## [Supplied records]
-- BEGIN --
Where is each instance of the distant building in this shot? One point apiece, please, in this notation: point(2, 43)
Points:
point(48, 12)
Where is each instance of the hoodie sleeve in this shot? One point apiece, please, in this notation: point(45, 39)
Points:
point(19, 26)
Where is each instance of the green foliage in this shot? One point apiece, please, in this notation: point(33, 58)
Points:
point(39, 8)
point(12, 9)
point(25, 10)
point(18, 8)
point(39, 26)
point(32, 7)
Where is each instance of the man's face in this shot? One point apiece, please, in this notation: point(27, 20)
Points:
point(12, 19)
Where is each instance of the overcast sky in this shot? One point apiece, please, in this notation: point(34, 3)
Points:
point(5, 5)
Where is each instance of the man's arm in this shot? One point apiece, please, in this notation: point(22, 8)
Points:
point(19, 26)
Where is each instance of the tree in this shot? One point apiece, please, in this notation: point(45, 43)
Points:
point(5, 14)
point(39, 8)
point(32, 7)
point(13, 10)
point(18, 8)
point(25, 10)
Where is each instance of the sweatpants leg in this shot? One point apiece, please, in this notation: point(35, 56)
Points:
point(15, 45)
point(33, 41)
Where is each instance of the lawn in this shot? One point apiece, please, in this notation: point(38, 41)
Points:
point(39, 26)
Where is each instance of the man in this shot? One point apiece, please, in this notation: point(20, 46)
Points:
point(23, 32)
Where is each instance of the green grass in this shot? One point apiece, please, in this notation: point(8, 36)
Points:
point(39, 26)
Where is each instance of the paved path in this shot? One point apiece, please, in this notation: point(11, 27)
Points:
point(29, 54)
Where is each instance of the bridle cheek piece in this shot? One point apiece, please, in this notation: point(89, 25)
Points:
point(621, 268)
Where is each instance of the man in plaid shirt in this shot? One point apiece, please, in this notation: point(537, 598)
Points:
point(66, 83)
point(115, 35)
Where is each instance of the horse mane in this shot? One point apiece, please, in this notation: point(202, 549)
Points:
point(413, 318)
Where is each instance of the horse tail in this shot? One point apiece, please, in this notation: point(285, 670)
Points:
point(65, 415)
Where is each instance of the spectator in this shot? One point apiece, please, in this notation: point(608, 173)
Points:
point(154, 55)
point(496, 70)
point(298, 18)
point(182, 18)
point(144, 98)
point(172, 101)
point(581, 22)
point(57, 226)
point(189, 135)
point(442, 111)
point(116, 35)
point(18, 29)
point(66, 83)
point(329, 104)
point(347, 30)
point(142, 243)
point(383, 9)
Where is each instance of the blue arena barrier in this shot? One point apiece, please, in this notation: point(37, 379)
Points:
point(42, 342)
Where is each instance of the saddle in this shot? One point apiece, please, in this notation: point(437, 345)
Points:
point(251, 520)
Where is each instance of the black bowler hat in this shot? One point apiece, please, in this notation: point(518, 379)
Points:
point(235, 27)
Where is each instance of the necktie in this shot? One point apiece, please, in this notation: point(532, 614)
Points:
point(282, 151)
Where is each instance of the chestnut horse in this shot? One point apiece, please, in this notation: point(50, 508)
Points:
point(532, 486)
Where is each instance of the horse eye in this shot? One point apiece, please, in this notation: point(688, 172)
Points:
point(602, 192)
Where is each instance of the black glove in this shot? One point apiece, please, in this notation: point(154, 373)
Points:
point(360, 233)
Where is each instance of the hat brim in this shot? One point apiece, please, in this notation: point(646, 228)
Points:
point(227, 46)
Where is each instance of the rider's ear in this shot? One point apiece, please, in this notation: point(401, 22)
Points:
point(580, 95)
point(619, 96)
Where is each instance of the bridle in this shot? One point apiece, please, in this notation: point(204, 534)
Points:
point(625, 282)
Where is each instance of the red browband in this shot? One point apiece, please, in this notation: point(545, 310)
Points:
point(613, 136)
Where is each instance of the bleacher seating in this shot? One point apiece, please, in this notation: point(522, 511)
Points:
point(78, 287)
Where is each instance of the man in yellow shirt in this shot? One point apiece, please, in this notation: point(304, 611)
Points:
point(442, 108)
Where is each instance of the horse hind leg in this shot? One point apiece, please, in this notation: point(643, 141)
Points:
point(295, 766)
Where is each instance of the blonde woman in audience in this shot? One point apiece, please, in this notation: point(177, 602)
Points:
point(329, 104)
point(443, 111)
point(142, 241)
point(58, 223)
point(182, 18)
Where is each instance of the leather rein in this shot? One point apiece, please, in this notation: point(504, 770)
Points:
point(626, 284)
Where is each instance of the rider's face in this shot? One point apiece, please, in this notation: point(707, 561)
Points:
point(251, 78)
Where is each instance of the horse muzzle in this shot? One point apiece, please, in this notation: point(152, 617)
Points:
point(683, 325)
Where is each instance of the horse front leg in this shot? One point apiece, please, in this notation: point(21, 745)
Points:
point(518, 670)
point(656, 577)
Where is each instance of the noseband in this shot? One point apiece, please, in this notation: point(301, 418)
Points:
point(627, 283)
-- END --
## [Your goal]
Recast every line of the listing above as a numbered list, leaving out any blank lines.

## [The output]
1. Where is each instance of the distant building in this shot? One point apiece, please, in this notation: point(2, 43)
2. Points:
3. point(48, 12)
4. Where is each instance of the hoodie sleeve in this shot? One point apiece, please, in this notation: point(45, 39)
5. Points:
6. point(19, 26)
7. Where is each instance of the green foliage in this shot? One point apiece, please, in this notation: point(33, 58)
8. Points:
9. point(39, 8)
10. point(12, 9)
11. point(25, 10)
12. point(18, 8)
13. point(39, 26)
14. point(32, 7)
15. Where is each instance of the man's face in this shot? One point apiece, please, in this notation: point(27, 20)
16. Points:
17. point(12, 19)
18. Where is each instance of the overcast sky in this shot? One point apiece, please, in this notation: point(34, 3)
19. Points:
20. point(5, 5)
21. Where is each instance of the man's arm in this shot? One point apiece, please, in this notation: point(22, 8)
22. Points:
23. point(19, 26)
24. Where is each instance of the tree in this shot? One point apiece, please, in this notation: point(45, 43)
25. Points:
26. point(5, 14)
27. point(39, 8)
28. point(32, 7)
29. point(13, 10)
30. point(18, 8)
31. point(25, 10)
32. Where is each instance of the sweatpants leg in this shot? One point apiece, please, in this notation: point(35, 56)
33. Points:
34. point(15, 45)
35. point(33, 41)
36. Where is each instance of the lawn in this shot? One point apiece, please, in this notation: point(38, 41)
37. Points:
38. point(39, 26)
39. Where is each instance of the man in this shot? One point apiece, please, in this notation: point(20, 46)
40. Points:
41. point(23, 32)
42. Where is each instance of the green grass in this shot? One point apiece, please, in this notation: point(8, 36)
43. Points:
44. point(39, 26)
45. Where is each instance of the paved path in this shot? One point apiece, please, in this notation: point(11, 27)
46. Points:
47. point(29, 54)
48. Where is each instance of the bridle cheek piece in this shot? One point apiece, please, in this notation: point(89, 25)
49. Points:
50. point(621, 268)
51. Where is each instance of the man in plaid shirt in this shot? One point apiece, please, in this notation: point(537, 598)
52. Points:
53. point(66, 83)
54. point(115, 35)
55. Where is each instance of the horse mane in this shot? One point apiece, please, in this notation: point(202, 549)
56. Points:
57. point(413, 318)
58. Where is each instance of the horse tail in this shot? One point apiece, please, in this notation: point(285, 670)
59. Points:
60. point(65, 415)
61. Where is each instance of the spectator in this shot? One point apiece, please, in this notation: point(608, 173)
62. Points:
63. point(154, 55)
64. point(496, 70)
65. point(298, 18)
66. point(182, 18)
67. point(144, 98)
68. point(172, 101)
69. point(581, 22)
70. point(57, 226)
71. point(189, 135)
72. point(442, 111)
73. point(116, 35)
74. point(18, 29)
75. point(66, 83)
76. point(329, 104)
77. point(347, 30)
78. point(142, 243)
79. point(383, 9)
80. Where is each instance of the blue arena barrier in this shot? One point apiece, please, in this notation: point(37, 379)
81. Points:
82. point(42, 342)
83. Where is each instance of the saddle in this shot? One point apiece, please, in this notation: point(437, 345)
84. Points:
85. point(251, 520)
86. Where is each instance of the black bowler hat in this shot? One point apiece, please, in this notation: point(518, 379)
87. Points:
88. point(235, 27)
89. Where is each instance of the necktie in this shot? One point apiece, please, in this notation: point(532, 614)
90. Points:
91. point(282, 151)
92. Where is each instance of the chestnut horse in this shot? One point apiece, please, in this notation: point(50, 508)
93. Points:
94. point(532, 486)
95. Where is each instance of the horse eye in this shot? One point apiece, please, in this notation: point(688, 172)
96. Points:
97. point(602, 192)
98. Where is each instance of the black glove in this shot? One point apiece, please, in this notation: point(154, 373)
99. Points:
100. point(360, 233)
101. Where is each instance of the hat brim in this shot? One point apiece, please, in this notation: point(646, 228)
102. Points:
103. point(227, 46)
104. Where is each instance of the rider's ear in this shot? One point apiece, please, in this notation: point(401, 22)
105. Points:
106. point(580, 95)
107. point(619, 96)
108. Where is each instance of the bridle in this shot? One point apiece, please, in this notation: point(204, 534)
109. Points:
110. point(625, 282)
111. Where is each instance of the red browband in this shot? One point apiece, please, in this notation: point(545, 310)
112. Points:
113. point(613, 136)
114. Where is each instance of the bleacher seating in this shot? One point apiece, please, in this notation: point(522, 511)
115. Points:
116. point(78, 287)
117. Where is each instance of the man in yellow shirt in this shot? One point apiece, please, in this notation: point(304, 611)
118. Points:
119. point(442, 108)
120. Where is each instance of the horse hind leg in this shot? One point apiece, please, in this notation: point(643, 141)
121. Points:
122. point(295, 766)
123. Where is each instance of the blonde woman in audience in this shot? One point apiece, please, in this notation: point(177, 602)
124. Points:
125. point(329, 104)
126. point(443, 111)
127. point(142, 241)
128. point(58, 223)
129. point(182, 18)
130. Where is each instance of the leather rein in this shot? One point apiece, please, in this notation: point(504, 770)
131. Points:
132. point(626, 284)
133. Where is each instance of the rider's face in this shot? One point apiece, please, in this notation: point(707, 561)
134. Points:
135. point(251, 78)
136. Where is each instance of the horse muzzle in this shot? One point apiece, please, in this notation: point(152, 617)
137. Points:
138. point(683, 325)
139. Where is each instance of the horse front leg in this shot? One point apiece, please, in this notation: point(21, 745)
140. Points:
141. point(518, 670)
142. point(656, 577)
143. Where is each instance of the noseband in this shot? One point apiece, please, in this notation: point(301, 418)
144. Points:
145. point(627, 283)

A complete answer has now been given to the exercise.